Excerpt provided
= = = = =
# Steinhart Ocean 1 GMT 'Pepsi' Review



## Osc13 (Jul 21, 2011)

Hi to all of you, the name's Oscar. This will be my first, hopefully not last, review for a Steinhart Ocean-1 GMT. Looking forward to feedbacks and comments to further improve my future reviews in this forum. So, without further ado, for your considerations..









*Specifications*
Case: Stainless steel
Back: Stainless steel screwed , engraved...
Diameter: *42 mm*, without crown
Height: 13,5 mm
Weight: 190 g
Dial: black
Crystal: *Sapphire* 
Indices: *Super Luminova C1*
WaterRes: *300 metres* / 990 feet 30 ATM acc. to DIN
Strap: stainless steel *22 mm*, screwed
Buckle: stainless steel, safety clasp

Movement: *ETA 2893-2** Swiss Made, automatic, hacking seconds, 21 jewels

* *First impressions*
From the moment I took this baby out of its box, I knew that this one is a keeper. The watch felt heavier than expected and I love it for the fact that it doesn't give you that feeling that this is just another cheap south of $100 homage watch which was created just for the sake of it. Pictures you might come across online, including your trully's, don't justice to this watch. it's been close to a month since I acquire this watch and I'm still at awe.









*Movement *
The Ocean-1 GMT is powered by *ETA 2893-2*. Beating at a rate of *28,800 bph*, this movement comes with the GMT function to track time at a desired 2nd and/or 3rd timezone depending on how you use the combination of the 4th red hand and the bezel. The power reserve for this particular movement is about *40 hours* give or take. This movement allows *Quick Set Date* function too. Considering the illustrious history of ETA movements and the price I paid for this piece, *Score: 9/10.

**GMT 4th hand function
*








The GMT function of a watch is to help one identify the time in 2, or more depending on the watch and how one uses it, different timezones with the help of the 4th hand (eg. Melbourne and San Francisco). There are many different ways to read the time on a GMT watch. Personally I set the 4th hand to tell me the time back at home, while the main hour hand tells me the time of the city I'm currently in. When I got back home, the 4th hand is set to GMT+0 to remind me what time is it there in Anfield when the boys kicks off for a match.

Corresponding to the different way of reading the GMT, different people prefer different way of setting up the 4th hand (the GMT hand) too. Personally I love the fact that I can set the 4th independently, not to be confused with the definition of 'independent' by that R-brand.
= = = = =
Entries shown
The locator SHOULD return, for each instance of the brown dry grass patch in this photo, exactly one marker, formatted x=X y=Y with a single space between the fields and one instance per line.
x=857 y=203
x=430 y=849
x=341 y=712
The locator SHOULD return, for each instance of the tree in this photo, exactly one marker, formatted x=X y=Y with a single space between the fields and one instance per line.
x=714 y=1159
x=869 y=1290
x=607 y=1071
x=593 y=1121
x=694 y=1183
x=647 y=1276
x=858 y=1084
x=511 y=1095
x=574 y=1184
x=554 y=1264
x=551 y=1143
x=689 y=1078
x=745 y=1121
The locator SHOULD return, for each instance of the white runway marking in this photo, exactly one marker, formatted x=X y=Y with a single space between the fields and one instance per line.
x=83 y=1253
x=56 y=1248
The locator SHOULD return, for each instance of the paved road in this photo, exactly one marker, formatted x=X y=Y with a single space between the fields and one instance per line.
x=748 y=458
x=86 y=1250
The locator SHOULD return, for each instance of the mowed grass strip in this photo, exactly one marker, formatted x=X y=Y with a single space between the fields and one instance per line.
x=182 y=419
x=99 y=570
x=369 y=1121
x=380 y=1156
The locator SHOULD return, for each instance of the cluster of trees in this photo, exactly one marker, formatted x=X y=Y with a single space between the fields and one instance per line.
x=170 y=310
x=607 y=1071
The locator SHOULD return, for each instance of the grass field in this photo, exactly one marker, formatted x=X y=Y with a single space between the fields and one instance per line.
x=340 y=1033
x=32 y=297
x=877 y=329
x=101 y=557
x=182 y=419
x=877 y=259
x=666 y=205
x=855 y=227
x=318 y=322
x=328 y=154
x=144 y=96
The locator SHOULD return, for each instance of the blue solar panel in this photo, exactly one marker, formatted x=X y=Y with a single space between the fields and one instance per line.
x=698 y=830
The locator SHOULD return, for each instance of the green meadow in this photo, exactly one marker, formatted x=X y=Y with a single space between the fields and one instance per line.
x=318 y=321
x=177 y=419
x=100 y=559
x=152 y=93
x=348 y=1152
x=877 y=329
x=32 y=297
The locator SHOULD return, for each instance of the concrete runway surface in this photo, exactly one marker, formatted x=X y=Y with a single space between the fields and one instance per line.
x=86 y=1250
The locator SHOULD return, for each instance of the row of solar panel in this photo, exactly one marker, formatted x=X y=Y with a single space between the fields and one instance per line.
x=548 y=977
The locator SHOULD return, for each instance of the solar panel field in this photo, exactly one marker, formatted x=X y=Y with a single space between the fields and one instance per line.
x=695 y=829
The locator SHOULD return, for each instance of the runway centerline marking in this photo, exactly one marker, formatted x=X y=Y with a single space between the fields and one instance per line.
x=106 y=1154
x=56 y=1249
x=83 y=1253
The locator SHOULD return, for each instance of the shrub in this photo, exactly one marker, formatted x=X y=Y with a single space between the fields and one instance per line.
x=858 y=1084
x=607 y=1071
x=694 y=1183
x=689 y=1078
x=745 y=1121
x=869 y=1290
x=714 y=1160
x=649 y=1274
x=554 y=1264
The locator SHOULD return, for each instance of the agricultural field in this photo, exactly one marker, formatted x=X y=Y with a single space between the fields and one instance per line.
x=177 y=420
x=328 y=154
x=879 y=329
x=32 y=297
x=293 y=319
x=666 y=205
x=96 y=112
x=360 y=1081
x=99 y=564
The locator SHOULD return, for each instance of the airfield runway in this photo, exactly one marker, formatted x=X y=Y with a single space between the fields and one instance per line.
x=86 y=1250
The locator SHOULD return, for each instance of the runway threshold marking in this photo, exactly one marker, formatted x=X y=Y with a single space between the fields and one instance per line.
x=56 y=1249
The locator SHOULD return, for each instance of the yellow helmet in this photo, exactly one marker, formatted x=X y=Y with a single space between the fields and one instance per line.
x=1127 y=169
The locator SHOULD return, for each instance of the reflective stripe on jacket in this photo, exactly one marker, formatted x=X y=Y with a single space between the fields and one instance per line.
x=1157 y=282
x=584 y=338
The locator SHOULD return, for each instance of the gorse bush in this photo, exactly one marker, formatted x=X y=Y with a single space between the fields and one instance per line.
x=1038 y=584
= = = = =
Instruction 1
In the Steinhart watch review, what power reserve is given for the ETA 2893-2 movement?
Instruction 2
Pick up the Steinhart watch review where it stops and extend it by a few more paragraphs in the same voice.

Task response 1
About 40 hours.

Task response 2
Say, it's 9 o'clock in morning (9:00) in New York (GMT-5) and I would like to set the GMT hand to show me what time it is in Athens (GMT+2). All I need to do is set the crown to its position and go counter-clockwise to set the GMT hand to point to the number 16 on the bezel and voila, it's 4 in the afternoon there (16:00). When setting the GMT hand, the hand does jump by the hour (kinda like that R-brand's main hour hand hourly jump). *Score: 9/10.*

*Bracelet*














The bracelet is solid, stainless steel, heavier than expected and it seems like it's not one that would give up anytime soon. Can't say anything much to stay objective here, but I do love the clasp joint there, it's supposed to be polished but pardon my lack of photography skills, I failed to capture them. Personally, I'd prefer the bracelet to be resembles closer to an oyster one by a certain R-brand. The default bracelet that comes from steinhart resembles Om*ga speedy's more than an oyster.

I for one never really care much for a watch's bracelet since there are tons of aftermarket options out there. At the end of the day, what really defines a watch is the case and the movement, no ? *Score: 8/10.*

*Final thoughts
*








Steinhart ocean-1 GMT has been dubbed by many as an homage to another famous GMT model by that R-brand. I was one of those many who dubbed it that at first too, until the watch found its way on my wrist. After a couple of evolutions of models (predecessors of this watch came in the 40mm case and some minor differences on the bezel), the watch matures into it's own kind with it's own distinctive feats.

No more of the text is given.